TEXT UNDER STUDY.
*** Block opens ***

Taking the time out of Function Blocks

22 February 2021

Charlie Walker explains how software tools are speeding up the creation of IO-Link Function Blocks to enable the capture of more valuable process data from machine controllers. 

Problem-solving is an almost daily activity on any food manufacturing line and the ultimate enemy of this task is time. While an engineer’s focus may well be on maintaining product quality, avoiding waste and keeping the machinery running, all of these things depend on having the agility to fix problems quickly, or, better still, to stop them happening in the first place.

Food production and packaging halls are sometimes imperfect places – sensors must be wiped periodically; a roll of packaging artwork may need to be changed; contrast marks can stray out of alignment; multi-coloured or transparent films can require frequent device resetting.

This is why so many engineers are seeing the benefits of switching to using IO-Link sensors – sometimes teamed with integration gateways to open up a window to a wealth of diagnostic data –set pre-warnings or to enable acceptable limits that avoid unnecessary stoppages.

Capsules of code
Anyone looking to configure IO-Link devices into their applications in this way will need to use Function Blocks. These useful tools are capsules of code that simplify PLC programming and can even replace hardwired physical components for common tasks like timers or counters. Using Function Blocks makes it easy to auto-configure all your sensors at once – for example to switch to new settings when a new batch is detected coming onto the line.  Instead of having to teach each sensor separately, the PLC is set up to communicate with every device in the same, streamlined way.  

Then, your system can be more easily set up to adjust on the fly to contamination on the sensor, and to send out an alert well before there is any reduction in detection reliability.  It could adapt automatically to variations in colour or contrast marks on packaging artwork.  It can also alert to a badly-printed roll, before a large amount of product is wasted.

However, for most engineers, especially when programming is not their full-time job, creating Function Blocks is tedious and time-consuming but unavoidable. To create a Function Block, an engineer will write some code and specify the inputs and outputs to that set of instructions. This may include some other functions that already exist within the programming environment.  Then, the whole thing is compiled into a library, along with any other supporting files that help it to work. Once it has been fully tested, the function can be called on repeatedly by the PLC without needing to repeat the base code.  

The Function Block must be fully documented so that anyone who uses it later also understands its purpose and how it works. You might invest many hours, and even days, depending on the task in hand and the complexity, to write and test Function Block functionality.  Even then, you still need to create the library and document the block.

The good news is that software tools are now being developed that can quite literally ‘manufacture’ Function Blocks in a matter of minutes. IO-Link Function Blocks and device data can be integrated into a wide range of common PLC control systems. As a result, the scope for introducing new IO-Link integrations is opening up on food production lines – all without the possibilities of errors creeping in and being repeated.

*** Block closes ***

Records taken from a dataset
*** Block opens ***

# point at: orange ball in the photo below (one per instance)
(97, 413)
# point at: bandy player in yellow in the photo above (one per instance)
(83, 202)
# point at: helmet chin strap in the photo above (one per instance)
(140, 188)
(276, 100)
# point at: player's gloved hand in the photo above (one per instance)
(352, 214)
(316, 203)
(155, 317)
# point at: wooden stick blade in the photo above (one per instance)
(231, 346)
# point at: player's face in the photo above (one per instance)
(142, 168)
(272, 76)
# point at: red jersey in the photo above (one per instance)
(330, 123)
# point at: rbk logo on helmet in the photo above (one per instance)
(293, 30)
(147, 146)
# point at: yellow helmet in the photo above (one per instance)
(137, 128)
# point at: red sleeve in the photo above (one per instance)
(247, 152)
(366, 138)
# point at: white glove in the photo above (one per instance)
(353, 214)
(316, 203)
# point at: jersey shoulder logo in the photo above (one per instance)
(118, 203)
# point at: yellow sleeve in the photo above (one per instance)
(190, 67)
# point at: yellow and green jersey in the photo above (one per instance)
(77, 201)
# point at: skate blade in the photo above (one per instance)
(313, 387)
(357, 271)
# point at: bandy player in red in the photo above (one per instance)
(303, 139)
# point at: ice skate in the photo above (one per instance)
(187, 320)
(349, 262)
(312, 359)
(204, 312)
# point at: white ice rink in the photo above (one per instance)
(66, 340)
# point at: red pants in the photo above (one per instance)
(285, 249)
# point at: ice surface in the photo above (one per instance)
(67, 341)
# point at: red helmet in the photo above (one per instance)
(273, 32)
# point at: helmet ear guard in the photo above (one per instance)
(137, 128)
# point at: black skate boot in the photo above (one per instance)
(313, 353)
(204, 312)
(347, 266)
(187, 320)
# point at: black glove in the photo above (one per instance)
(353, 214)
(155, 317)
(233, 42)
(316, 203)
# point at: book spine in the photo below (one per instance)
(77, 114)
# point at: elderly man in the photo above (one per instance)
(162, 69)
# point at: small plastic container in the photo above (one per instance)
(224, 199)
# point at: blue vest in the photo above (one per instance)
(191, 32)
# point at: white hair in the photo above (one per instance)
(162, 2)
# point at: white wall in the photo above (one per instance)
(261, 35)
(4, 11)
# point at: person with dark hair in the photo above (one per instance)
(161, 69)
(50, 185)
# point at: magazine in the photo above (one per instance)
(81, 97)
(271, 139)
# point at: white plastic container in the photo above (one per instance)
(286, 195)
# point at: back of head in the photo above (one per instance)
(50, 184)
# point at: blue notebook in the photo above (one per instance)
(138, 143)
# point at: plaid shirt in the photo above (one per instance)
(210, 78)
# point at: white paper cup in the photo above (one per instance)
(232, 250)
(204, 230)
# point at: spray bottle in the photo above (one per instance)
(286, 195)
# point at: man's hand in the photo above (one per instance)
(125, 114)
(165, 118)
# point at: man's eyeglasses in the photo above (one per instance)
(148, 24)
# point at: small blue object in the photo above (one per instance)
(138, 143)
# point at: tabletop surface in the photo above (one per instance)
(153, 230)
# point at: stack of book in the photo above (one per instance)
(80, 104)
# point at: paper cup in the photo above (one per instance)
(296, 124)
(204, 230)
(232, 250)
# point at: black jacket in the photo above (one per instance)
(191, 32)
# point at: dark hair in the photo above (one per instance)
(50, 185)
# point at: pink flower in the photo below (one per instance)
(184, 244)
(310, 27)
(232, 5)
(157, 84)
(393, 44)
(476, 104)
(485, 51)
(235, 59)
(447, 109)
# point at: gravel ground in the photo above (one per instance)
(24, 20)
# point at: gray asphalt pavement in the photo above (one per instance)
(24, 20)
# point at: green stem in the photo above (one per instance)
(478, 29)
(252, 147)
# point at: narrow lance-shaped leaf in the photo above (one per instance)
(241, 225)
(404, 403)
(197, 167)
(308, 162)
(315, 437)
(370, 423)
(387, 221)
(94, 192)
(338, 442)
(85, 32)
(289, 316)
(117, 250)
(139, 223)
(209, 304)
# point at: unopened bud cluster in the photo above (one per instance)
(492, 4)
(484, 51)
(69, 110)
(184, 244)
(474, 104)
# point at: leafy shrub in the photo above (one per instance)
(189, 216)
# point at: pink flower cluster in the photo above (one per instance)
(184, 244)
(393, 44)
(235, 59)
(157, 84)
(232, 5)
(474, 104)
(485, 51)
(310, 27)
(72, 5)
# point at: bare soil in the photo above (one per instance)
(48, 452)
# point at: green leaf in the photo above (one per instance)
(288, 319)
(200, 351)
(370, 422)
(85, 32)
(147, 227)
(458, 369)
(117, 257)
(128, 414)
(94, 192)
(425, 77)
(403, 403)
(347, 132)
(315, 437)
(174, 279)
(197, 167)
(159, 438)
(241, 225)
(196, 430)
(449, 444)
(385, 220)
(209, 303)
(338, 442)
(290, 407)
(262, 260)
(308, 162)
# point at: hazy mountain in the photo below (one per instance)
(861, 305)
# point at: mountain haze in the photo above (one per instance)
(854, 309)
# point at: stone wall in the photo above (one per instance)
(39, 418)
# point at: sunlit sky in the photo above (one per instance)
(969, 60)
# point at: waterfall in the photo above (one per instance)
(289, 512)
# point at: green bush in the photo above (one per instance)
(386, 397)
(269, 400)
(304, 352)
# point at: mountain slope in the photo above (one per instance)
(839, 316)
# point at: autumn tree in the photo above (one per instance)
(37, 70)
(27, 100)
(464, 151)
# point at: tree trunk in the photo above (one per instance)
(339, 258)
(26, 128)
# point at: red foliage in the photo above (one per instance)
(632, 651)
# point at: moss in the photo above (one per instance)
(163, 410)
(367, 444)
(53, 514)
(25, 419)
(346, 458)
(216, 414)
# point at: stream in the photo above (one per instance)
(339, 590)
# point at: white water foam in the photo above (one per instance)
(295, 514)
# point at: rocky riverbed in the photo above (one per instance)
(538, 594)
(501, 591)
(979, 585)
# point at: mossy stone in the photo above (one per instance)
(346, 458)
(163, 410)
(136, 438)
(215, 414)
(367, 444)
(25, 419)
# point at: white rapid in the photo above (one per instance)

*** Block closes ***

COMPLETE THE FOLLOWING.
1. Answer these questions from the article on IO-Link Function Blocks:
(a) On what date was the article published?
(b) For which common tasks can Function Blocks replace hardwired physical components?
(c) When a Function Block is created, what is the whole thing compiled into?
2. Pick up the article on IO-Link Function Blocks after its last sentence and continue writing it.
The listing is separate material, unrelated to the article on IO-Link Function Blocks.

ANSWERS BY ITEM NUMBER.
1.
(a) 22 February 2021.
(b) Timers or counters.
(c) A library, along with any other supporting files that help it to work.

2.
You don’t need to be experienced in IO-Link and there’s no need to start searching for parameters, indexes and data formats. You can follow a step-by-step process in a web-browser dashboard and create a fully-tested function block ready to use in your code. You can download a library with all the software you need to install the Function Block as well as the full supporting documentation.  

Imagine a production line, where there is a conveyor system with hundreds of diverter stations. You may want the sensors at each station to be used in very similar ways. Using a function block ‘factory’ gives us a chance to create the control code very quickly for all the sensors, while still having the ability to tweak each one’s exact operation, depending on the inputs selected. 

Function Block factory
SICK’s Function Block Factory is believed to be the first web-based service of its type that enables users to create function blocks automatically for most common PLCs.  It will work for any IO-link device with an I/O device description (IODD), no matter what the device type or its manufacturer.

To create a Function Block, users simply sign into the web service, select the IODD file for the IO-link device and the chosen PLC system. The name of the Function Block can be edited to suit your naming conventions. Then, the IO-Link parameters and key features of the Function Block are selected. With a click to finish, and an easy e-cart payment, the Function Block is ready to go.

The function block created can be used to read and write parameters and service data for any IO-Link device. It handles the entire acyclic IO-Link communication including data interpretation, index and sub-index resolution as well as byte-swapping, if required.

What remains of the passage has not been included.